Aim:
Please locate each line of the records below that contains the word "this" and copy those lines. Match case exactly.
* BEGIN Source data *
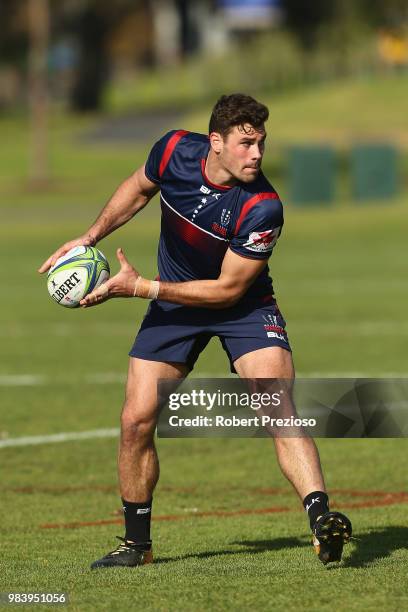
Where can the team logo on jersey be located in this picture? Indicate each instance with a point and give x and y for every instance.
* END Source data *
* BEGIN Source data *
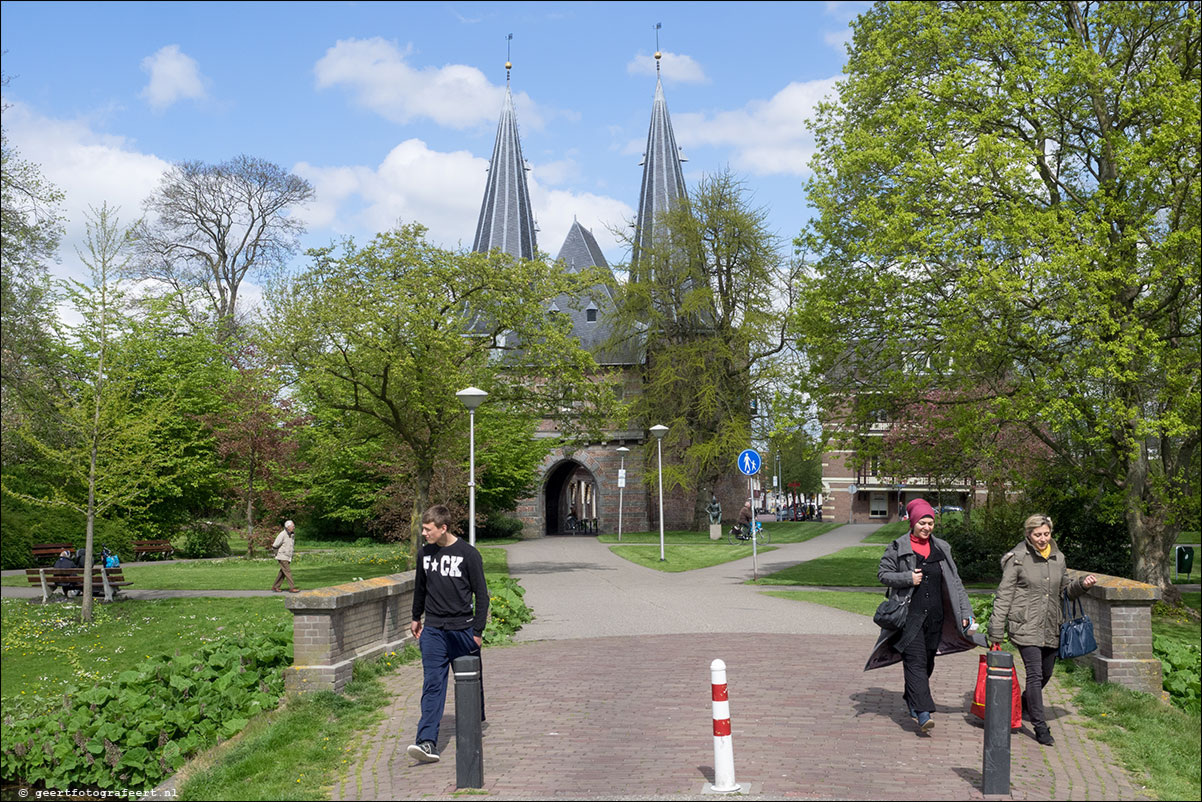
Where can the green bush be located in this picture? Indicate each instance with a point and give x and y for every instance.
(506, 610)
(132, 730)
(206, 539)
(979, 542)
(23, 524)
* END Source data *
Answer:
Where can the team logo on jersey be located in this picture? Indicate each instance with a point and give x and y for every instance.
Where can the green bush be located in this picture? Indicate each instance with a point and give x and y for every instance.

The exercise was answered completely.